阅读材料:
________________

SPOJ - QTREE Query on a tree（边权树剖）

You are given a tree (an acyclic undirected connected graph) with N nodes, and edges numbered 1, 2, 3…N-1.

We will ask you to perfrom some instructions of the following form:

CHANGE i ti : change the cost of the i-th edge to ti
or
QUERY a b : ask for the maximum edge cost on the path from node a to node b
Input
The first line of input contains an integer t, the number of test cases (t <= 20). t test cases follow.

For each test case:

In the first line there is an integer N (N <= 10000),
In the next N-1 lines, the i-th line describes the i-th edge: a line with three integers a b c denotes an edge between a, b of cost c (c <= 1000000),
The next lines contain instructions “CHANGE i ti” or “QUERY a b”,
The end of each test case is signified by the string “DONE”.
There is one blank line between successive tests.

Output
For each “QUERY” operation, write one integer representing its result.

spo就绝对是最让人自闭的oj！！！！！！！！

________________

所列各行:
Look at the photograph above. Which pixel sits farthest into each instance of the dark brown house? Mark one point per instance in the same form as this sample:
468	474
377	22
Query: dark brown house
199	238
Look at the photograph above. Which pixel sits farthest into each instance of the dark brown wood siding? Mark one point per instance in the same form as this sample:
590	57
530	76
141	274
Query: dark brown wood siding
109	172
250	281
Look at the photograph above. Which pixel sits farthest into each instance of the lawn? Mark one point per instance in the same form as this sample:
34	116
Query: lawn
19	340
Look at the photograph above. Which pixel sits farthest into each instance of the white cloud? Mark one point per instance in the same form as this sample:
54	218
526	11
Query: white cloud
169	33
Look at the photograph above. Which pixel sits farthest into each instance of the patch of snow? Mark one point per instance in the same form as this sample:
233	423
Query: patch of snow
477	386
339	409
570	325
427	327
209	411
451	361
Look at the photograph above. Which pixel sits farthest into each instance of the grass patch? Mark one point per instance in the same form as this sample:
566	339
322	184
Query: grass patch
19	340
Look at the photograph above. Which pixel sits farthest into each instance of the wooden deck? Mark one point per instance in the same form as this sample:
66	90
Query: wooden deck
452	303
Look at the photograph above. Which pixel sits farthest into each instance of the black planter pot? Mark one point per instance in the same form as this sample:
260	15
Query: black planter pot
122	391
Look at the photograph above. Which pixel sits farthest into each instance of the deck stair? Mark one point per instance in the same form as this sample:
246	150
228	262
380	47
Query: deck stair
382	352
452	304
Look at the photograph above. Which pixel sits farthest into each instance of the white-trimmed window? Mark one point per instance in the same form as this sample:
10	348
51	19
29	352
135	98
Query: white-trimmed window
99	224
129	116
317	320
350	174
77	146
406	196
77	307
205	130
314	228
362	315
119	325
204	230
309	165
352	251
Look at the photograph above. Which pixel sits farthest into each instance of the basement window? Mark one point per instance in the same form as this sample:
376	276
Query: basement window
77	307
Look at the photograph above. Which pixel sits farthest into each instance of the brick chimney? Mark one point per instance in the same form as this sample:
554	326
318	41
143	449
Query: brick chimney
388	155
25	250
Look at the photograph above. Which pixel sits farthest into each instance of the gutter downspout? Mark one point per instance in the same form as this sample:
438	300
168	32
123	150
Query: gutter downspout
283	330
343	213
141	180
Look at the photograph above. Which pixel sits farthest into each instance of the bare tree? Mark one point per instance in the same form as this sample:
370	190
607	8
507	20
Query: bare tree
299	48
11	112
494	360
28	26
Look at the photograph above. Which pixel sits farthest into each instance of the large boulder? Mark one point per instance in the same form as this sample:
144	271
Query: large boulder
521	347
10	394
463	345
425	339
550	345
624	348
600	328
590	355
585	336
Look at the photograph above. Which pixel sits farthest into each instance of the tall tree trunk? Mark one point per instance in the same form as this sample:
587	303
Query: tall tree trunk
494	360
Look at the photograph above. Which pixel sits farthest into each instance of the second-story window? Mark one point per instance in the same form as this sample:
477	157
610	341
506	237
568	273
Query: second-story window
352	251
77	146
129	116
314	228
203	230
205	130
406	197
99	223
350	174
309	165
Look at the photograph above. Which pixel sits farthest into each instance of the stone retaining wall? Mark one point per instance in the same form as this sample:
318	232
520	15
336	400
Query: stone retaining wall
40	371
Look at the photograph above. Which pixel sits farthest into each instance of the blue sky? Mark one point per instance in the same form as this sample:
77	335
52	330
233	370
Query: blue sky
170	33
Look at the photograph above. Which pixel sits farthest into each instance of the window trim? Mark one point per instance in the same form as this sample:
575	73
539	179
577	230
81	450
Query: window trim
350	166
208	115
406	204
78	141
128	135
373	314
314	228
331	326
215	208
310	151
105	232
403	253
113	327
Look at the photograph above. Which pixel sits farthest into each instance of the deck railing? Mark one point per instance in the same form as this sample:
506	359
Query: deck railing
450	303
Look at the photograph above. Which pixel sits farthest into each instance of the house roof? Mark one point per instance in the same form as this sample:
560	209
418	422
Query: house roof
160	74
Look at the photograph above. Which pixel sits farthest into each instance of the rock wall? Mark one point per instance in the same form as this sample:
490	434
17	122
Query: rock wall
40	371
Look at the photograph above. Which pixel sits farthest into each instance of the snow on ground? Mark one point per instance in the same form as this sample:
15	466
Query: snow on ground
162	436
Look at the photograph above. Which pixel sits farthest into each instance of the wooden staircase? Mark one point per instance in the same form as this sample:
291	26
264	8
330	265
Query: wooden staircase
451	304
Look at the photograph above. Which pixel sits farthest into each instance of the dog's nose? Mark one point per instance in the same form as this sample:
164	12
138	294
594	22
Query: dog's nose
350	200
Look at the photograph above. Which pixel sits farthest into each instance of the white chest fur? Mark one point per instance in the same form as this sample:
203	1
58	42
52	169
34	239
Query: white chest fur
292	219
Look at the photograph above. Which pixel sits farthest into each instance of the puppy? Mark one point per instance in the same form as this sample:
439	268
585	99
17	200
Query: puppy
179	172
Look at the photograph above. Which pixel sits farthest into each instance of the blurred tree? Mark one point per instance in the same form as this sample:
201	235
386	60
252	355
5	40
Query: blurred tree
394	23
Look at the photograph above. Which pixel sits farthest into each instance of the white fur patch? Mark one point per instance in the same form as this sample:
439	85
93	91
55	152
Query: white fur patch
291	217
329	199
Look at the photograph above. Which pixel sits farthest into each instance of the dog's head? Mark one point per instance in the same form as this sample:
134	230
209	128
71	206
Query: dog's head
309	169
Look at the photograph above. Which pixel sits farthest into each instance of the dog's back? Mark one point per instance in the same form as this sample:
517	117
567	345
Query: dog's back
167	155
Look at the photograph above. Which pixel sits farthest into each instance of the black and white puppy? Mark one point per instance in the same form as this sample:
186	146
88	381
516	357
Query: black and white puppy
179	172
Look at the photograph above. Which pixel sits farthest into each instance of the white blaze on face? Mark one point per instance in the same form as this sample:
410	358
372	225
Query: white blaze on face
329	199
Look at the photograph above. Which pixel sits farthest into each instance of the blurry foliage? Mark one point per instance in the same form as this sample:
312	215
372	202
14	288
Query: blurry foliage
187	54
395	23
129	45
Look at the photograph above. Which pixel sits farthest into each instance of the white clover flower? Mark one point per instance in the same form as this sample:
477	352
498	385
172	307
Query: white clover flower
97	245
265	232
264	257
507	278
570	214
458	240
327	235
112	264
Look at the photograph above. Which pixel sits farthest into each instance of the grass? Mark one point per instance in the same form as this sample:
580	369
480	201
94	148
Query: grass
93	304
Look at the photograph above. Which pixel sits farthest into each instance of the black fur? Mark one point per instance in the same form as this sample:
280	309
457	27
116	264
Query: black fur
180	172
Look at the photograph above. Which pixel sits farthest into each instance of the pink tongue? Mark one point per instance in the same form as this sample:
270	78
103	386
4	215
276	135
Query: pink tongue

________________

任务指令: 请说明：这道树上查询题目中，每组测试数据的N最大可以是多少？

任务回答: N不超过10000。